## Problem to solve
Every line from the one with "of the gray" to the end of the data needs to be copied exactly, and no line before it.

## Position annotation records
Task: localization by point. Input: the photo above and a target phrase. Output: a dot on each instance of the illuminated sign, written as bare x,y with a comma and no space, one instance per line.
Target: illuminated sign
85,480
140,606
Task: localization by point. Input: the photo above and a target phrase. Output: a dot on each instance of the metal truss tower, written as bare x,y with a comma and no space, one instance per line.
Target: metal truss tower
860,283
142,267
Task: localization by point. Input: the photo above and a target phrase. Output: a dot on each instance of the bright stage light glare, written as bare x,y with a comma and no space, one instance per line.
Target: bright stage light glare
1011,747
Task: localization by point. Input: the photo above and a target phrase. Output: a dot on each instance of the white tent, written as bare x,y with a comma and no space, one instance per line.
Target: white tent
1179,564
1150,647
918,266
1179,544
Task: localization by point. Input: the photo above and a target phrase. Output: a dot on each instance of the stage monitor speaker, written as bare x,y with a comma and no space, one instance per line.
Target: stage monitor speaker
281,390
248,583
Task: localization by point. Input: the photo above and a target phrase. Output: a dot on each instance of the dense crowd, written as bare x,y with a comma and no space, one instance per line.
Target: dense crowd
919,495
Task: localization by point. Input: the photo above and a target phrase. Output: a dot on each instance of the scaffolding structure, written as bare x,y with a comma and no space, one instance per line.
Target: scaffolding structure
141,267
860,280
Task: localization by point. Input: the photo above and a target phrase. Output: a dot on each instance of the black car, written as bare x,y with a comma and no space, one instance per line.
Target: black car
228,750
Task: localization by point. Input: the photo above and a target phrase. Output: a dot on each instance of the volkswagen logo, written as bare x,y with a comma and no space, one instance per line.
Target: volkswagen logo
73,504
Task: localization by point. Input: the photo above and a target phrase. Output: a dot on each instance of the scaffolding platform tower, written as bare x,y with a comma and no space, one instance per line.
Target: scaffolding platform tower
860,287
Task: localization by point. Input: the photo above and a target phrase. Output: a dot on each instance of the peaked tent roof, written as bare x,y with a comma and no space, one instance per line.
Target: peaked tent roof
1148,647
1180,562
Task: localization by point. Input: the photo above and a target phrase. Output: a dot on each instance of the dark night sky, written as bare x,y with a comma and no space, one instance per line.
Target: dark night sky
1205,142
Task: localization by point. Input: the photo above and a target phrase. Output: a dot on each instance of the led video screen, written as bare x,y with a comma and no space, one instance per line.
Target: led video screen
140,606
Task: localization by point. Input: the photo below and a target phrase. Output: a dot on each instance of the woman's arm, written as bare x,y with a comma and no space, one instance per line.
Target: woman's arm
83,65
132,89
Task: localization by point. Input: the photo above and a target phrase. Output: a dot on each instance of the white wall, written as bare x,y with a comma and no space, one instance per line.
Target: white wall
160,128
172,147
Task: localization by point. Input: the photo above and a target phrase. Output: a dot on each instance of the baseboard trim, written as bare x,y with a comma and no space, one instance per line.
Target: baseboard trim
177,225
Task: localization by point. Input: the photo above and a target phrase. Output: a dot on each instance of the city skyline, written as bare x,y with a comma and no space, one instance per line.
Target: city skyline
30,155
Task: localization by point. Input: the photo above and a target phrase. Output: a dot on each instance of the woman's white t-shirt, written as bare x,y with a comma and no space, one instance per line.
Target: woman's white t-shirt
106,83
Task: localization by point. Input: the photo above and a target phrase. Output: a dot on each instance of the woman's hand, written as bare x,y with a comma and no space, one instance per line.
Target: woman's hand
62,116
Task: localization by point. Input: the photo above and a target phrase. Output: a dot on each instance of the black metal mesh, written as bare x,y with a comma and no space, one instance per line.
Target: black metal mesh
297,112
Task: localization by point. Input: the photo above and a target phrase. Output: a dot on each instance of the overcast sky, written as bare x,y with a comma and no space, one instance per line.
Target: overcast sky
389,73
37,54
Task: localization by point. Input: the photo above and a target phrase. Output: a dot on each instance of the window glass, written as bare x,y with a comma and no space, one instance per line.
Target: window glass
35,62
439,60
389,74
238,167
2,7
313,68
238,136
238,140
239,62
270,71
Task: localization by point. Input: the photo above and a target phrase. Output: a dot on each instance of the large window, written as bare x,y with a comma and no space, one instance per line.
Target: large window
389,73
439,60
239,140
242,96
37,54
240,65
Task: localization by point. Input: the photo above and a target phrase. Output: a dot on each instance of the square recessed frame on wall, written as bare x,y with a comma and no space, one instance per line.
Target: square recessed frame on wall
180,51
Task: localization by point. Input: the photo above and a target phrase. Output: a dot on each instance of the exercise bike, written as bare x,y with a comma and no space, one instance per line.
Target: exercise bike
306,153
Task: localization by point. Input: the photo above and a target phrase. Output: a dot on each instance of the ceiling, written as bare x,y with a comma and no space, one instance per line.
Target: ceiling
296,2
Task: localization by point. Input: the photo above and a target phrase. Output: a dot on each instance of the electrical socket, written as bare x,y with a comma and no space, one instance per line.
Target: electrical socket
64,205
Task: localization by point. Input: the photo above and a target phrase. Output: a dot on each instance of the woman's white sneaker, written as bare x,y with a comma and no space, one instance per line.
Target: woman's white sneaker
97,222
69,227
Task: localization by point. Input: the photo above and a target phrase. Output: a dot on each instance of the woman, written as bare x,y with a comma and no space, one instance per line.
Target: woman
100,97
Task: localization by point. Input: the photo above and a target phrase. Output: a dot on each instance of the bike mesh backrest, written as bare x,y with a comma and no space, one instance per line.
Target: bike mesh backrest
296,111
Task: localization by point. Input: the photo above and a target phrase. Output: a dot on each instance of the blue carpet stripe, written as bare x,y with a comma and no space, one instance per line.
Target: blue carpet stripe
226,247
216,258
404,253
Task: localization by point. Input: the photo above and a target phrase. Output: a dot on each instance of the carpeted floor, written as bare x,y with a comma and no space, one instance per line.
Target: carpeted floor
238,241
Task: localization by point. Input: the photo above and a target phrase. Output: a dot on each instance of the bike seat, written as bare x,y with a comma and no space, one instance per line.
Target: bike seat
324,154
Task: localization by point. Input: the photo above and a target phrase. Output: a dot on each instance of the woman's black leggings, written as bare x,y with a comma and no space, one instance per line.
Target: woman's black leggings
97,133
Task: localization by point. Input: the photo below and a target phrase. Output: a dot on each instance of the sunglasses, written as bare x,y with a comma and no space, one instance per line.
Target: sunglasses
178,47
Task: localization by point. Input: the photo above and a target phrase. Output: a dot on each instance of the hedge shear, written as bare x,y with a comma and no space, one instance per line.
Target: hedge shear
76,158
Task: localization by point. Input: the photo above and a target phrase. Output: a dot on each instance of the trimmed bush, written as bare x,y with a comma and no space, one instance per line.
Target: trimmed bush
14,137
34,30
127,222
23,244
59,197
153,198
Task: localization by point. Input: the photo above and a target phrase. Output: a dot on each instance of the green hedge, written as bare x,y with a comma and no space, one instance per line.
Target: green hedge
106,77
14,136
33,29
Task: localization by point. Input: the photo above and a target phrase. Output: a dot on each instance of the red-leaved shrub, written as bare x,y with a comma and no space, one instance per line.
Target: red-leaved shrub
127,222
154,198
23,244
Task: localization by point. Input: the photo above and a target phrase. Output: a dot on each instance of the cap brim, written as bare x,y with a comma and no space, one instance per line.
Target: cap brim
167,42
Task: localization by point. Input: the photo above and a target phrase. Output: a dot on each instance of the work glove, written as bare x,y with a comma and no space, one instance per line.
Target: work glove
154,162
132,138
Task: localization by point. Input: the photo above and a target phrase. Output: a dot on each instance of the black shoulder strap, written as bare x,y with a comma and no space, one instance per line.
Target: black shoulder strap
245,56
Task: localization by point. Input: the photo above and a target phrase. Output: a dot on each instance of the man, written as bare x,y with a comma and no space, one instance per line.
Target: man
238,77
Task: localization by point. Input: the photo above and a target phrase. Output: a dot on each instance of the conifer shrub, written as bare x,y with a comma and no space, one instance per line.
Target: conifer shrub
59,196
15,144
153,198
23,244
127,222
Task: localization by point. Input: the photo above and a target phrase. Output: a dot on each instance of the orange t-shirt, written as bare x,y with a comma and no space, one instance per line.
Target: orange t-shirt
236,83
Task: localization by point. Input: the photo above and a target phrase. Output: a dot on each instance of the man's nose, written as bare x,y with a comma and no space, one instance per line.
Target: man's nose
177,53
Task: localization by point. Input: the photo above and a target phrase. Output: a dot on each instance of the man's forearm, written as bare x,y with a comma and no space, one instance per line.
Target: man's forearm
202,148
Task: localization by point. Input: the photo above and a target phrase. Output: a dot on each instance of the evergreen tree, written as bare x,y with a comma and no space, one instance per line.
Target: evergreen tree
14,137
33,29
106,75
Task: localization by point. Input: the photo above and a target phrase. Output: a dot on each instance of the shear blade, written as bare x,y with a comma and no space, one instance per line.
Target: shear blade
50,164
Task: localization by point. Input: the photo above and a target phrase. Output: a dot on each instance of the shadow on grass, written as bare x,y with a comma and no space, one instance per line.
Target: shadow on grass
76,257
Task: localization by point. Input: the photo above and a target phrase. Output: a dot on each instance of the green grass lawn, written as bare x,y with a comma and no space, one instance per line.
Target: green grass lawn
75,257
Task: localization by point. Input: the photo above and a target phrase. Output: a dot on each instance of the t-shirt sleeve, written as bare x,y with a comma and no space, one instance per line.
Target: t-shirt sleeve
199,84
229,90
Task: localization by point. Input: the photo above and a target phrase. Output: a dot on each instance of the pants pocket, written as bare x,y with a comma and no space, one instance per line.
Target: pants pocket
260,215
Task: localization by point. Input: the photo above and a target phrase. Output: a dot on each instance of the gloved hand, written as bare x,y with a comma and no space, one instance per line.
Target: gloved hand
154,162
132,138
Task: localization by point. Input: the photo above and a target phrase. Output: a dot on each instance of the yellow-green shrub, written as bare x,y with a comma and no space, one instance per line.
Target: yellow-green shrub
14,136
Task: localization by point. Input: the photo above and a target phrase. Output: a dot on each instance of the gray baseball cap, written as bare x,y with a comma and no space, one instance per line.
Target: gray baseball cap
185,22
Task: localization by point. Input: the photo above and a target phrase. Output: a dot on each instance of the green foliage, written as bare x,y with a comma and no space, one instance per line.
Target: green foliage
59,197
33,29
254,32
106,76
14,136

## Answer to the problem
Task: localization by point. Input: the photo above and a target phrase. Output: a dot on each instance of the gray baseball cap, written as bare x,y with a comma and no space, one instance per line.
Target: gray baseball cap
185,22
Task: localization by point. Input: the photo above and a target phrase. Output: a dot on each instance of the green foliage, written as bare x,y with a comma and no space, one instance per line.
Target: green foliage
59,197
33,29
254,32
106,76
14,136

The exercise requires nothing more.